◆ TASKS TO PERFORM
**A)** Answer these questions using the article about Stories of the Mother Bear, not the rows:
(i) In what year did Myrtle Brooks first spend a night in Grand Teton National Park?
(ii) What vehicle did she drive on her return to the park?
(iii) Where in Jackson, Wyoming, are the documents discovered?
**B)** Summarize the article about Stories of the Mother Bear in two sentences.
**C)** Extend the article about Stories of the Mother Bear, starting right after its final sentence.

◆ PASSAGE SHOWN
+++++
BROOKLYN, N.Y. - When author Myrtle Brooks spent an overnight under the stars in Grand Teton National Park in 1967, it was one stop along a cross-country camping trip.
Forty-three years later, she packed up her 1999 Dodge Caravan and made the drive herself. Upon entering Teton for the second time, she experienced the land's hearty welcome. "Like a big, old mother bear," she remarked. Thus, her historical fantasy, Stories of the Mother Bear, Black Rose Writing, began. In Jackson, Wyoming, a cache of documents discovered in a deceased resident's attic confirms a childhood vision journalist Bill Larkin experienced while on a camping trip in Grand Teton. Learning his memories of a mother grizzly, who transforms the lives of those who cross her path, were not imaginary, Bill embarks on a life journey, intertwining his autobiographical Stories of the Mother Bear with current events; foremost, the Vietnam War and its aftermath.
+++++
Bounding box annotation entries
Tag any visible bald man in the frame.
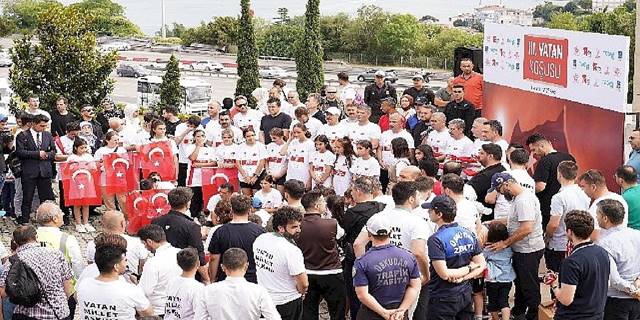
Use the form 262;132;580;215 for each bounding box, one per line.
398;166;420;181
86;210;149;275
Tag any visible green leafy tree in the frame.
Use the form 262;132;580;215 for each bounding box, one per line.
160;55;184;106
71;0;142;37
296;0;324;99
9;6;116;112
236;0;260;100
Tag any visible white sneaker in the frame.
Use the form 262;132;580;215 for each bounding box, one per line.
84;223;96;232
76;224;87;233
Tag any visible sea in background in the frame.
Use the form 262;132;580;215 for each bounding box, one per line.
59;0;566;35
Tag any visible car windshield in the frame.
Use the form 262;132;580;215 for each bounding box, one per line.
186;86;211;103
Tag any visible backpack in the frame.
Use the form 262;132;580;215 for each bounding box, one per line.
5;255;43;308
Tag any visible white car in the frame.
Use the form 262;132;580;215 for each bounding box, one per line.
258;67;288;79
190;60;224;72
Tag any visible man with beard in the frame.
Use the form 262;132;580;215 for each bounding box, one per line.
253;206;309;320
488;172;545;320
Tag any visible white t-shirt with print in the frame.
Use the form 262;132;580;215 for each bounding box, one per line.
380;129;414;167
309;151;336;188
351;157;380;177
253;232;306;306
164;276;204;320
77;278;151;320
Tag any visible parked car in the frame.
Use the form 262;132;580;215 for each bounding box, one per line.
116;64;149;78
258;66;287;79
191;60;224;72
357;69;398;83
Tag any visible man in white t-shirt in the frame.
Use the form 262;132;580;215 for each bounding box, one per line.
578;169;629;241
427;112;453;154
164;248;204;320
253;206;309;319
349;104;382;150
195;248;281;320
138;224;182;316
445;119;474;157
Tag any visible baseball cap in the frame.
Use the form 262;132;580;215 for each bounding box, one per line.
367;214;391;236
251;197;262;209
327;107;342;116
421;195;456;212
487;172;515;192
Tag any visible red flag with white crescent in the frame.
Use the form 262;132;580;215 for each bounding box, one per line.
140;141;177;181
102;153;139;195
201;168;240;208
60;161;102;206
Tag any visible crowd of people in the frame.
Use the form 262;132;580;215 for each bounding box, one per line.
0;60;640;320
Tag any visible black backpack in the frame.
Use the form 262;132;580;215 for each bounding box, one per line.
5;255;43;308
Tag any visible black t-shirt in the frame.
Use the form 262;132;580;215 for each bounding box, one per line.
260;112;291;144
554;242;609;320
533;151;576;220
209;222;265;283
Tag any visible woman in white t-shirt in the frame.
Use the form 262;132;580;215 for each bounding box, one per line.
351;140;380;177
76;234;154;320
253;175;282;214
333;137;355;196
265;128;287;193
93;131;127;216
185;129;215;217
236;128;267;197
280;123;315;190
309;135;336;188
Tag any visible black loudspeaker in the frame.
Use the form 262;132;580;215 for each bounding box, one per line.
453;47;482;77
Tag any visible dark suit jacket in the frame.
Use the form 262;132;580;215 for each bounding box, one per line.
16;130;56;178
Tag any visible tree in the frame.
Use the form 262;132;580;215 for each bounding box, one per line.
160;55;184;107
9;7;116;112
236;0;260;100
296;0;324;99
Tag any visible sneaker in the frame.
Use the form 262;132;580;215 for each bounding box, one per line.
76;224;87;233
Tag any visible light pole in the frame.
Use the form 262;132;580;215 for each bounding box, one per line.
160;0;167;38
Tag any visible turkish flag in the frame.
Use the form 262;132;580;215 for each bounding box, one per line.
102;153;139;195
201;168;240;208
140;141;177;181
60;161;102;206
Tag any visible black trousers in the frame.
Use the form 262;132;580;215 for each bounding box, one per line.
413;284;429;320
303;273;347;320
604;297;640;320
427;290;473;320
511;249;544;320
276;297;302;320
18;176;55;223
178;163;189;187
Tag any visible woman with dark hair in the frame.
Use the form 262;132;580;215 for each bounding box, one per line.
309;135;336;188
333;137;355;196
236;128;267;197
93;131;127;216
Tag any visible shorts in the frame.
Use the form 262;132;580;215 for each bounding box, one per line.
240;171;266;190
487;282;511;312
471;278;484;293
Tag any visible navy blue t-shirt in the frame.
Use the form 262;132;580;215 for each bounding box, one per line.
554;242;609;320
353;244;420;306
427;222;482;298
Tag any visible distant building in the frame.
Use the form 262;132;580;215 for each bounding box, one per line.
591;0;625;12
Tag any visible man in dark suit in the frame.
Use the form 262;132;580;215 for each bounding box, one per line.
16;115;56;223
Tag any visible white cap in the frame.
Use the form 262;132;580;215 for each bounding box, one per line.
327;107;342;116
367;213;391;236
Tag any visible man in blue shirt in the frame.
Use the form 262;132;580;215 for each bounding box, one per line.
353;214;421;320
422;195;486;320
+++++
◆ EXPECTED OUTPUTS
**A)**
(i) 1967
(ii) A 1999 Dodge Caravan
(iii) In a deceased resident's attic

**B)** Myrtle Brooks camped overnight in Grand Teton National Park in 1967 during a cross-country trip, then drove back forty-three years later, and the land's welcome, which she compared to "a big, old mother bear," began her historical fantasy Stories of the Mother Bear. In the book, documents found in a Jackson, Wyoming, attic confirm that journalist Bill Larkin's childhood vision of a mother grizzly who transforms lives was real, and he embarks on a life journey that intertwines his stories with current events, foremost the Vietnam War and its aftermath.

**C)**
The deceased, Rufus Headrick, and his family were black cowboys. His grandfather, a freed slave, kept a journal from his days as a Texas cattle hand through the family's ever-westward travels to Teton. Portrayed is a large, engraved brass key, yet to be found, which a Kiowa youth gave Rufus' father along the Chisholm Trail. Who is the estate's rightful heir? And what connection does the Headrick Family have with the Mother Bear?
A little ways along the main road after the Teton entrance, I pulled the bus over to the curb, opened the door and emerged to look around me. "It's... that I feel I've been here my whole life. As though it's a place I've known for all time." "Is it because it's scenic?" Jesse sought me eagerly. "It's because... I've returned home."
Notwithstanding, Brooks' Western includes more than a nod to the city of her origin in relation to the pristine, defined majesty of Teton.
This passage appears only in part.